DGM Adapters¶
A DGM (Data Gateway Manager) plugin normalizes external data sources into the platform's canonical schema. Each DGM instance corresponds to one external data provider (e.g., Bloomberg, Polygon, Databento, ICE). The DGM translates vendor-specific formats into kernel-canonical events.
Three-Stage Pipeline¶
Every DGM plugin implements a three-stage pipeline. The sidecar orchestrates the stages; the plugin must not call them directly.
Stage 1: transform_query¶
Translates a kernel subscription request into a vendor-specific query. Maps kernel instrument identifiers to the provider's symbology.
def transform_query(self, subscription_request):
vendor_symbol = self._resolve_symbol(subscription_request.canonical_id)
return NormalizedQuery(
vendor_symbol=vendor_symbol,
fields=["PX_LAST", "PX_OPEN", "PX_HIGH", "PX_LOW", "VOLUME"],
start_date=subscription_request.start,
end_date=subscription_request.end,
)
Stage 2: extract_data¶
Fetches data from the external provider. Credentials are injected by the sidecar for this call only. The plugin must not cache credentials beyond a single invocation. All network egress passes through the sidecar's Network Egress Proxy.
def extract_data(self, normalized_query, credentials):
client = VendorAPI(api_key=credentials["api_key"])
raw = client.fetch(
symbol=normalized_query.vendor_symbol,
fields=normalized_query.fields,
start=normalized_query.start_date,
end=normalized_query.end_date,
)
return raw # opaque bytes
Stage 3: transform_data¶
Transforms vendor-specific data into kernel-canonical events. Every event must include ts_event and ts_init timestamps.
def transform_data(self, normalized_query, raw_response):
rows = self._parse_vendor_format(raw_response)

[Coordinate labeling data]
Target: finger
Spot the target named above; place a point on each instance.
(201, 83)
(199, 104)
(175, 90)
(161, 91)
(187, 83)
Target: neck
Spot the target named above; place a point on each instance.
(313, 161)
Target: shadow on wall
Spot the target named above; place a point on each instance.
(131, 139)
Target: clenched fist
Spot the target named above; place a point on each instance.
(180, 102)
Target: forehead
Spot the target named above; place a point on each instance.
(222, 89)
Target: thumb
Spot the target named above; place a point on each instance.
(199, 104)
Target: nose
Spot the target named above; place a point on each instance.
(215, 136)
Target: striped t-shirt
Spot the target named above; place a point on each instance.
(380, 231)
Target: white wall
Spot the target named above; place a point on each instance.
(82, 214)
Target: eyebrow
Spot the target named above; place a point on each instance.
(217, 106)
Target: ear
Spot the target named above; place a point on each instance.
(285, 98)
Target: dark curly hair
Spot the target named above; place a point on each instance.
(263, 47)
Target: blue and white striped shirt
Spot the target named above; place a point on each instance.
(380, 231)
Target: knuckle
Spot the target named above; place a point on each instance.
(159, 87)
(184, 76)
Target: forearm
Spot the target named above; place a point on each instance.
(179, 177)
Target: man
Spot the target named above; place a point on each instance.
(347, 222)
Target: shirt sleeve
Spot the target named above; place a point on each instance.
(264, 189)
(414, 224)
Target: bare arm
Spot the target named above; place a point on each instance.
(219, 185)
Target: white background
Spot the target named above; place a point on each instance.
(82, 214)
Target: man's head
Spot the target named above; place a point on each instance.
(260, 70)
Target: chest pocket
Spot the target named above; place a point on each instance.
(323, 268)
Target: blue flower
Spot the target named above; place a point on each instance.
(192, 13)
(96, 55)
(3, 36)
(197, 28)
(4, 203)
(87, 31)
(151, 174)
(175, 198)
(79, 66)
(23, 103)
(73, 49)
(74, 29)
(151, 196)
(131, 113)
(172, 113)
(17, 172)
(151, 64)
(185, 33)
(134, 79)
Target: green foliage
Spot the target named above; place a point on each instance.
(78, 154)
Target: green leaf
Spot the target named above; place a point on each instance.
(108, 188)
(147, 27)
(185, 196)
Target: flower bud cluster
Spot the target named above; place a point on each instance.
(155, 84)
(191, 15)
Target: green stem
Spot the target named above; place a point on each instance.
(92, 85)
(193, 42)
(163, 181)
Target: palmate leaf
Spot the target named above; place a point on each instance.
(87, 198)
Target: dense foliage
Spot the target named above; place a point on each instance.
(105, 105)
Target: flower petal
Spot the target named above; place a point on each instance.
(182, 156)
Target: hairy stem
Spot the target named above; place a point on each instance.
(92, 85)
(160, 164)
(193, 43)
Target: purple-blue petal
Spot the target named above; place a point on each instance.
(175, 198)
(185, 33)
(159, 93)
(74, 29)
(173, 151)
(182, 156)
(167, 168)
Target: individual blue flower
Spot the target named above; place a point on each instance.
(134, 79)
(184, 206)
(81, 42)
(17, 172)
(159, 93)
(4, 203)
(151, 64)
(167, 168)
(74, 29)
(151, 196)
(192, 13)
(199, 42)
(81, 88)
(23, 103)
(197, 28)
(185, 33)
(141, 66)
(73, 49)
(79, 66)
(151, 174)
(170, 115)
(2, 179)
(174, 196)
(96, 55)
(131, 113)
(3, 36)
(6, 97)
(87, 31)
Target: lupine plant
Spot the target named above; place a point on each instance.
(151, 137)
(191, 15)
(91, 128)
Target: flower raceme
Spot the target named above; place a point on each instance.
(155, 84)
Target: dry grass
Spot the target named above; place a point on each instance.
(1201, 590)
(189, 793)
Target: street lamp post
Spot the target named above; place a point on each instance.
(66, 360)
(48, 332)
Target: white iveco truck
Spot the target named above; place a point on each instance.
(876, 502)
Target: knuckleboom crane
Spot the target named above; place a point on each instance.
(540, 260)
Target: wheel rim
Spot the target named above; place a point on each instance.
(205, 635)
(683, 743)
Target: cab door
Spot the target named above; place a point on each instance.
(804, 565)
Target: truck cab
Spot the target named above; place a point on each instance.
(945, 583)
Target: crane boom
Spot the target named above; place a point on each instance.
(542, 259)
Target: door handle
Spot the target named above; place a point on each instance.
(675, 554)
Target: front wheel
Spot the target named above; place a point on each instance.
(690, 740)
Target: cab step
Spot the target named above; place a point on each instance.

## THE REQUEST:
Answer these questions using the DGM adapter text.
(a) What does each DGM instance correspond to?
(b) In Stage 2, what component injects the credentials?
(c) Which two timestamps must every event produced in Stage 3 include?

## WRITTEN ANSWER:
(a) One external data provider.
(b) The sidecar.
(c) ts_event and ts_init.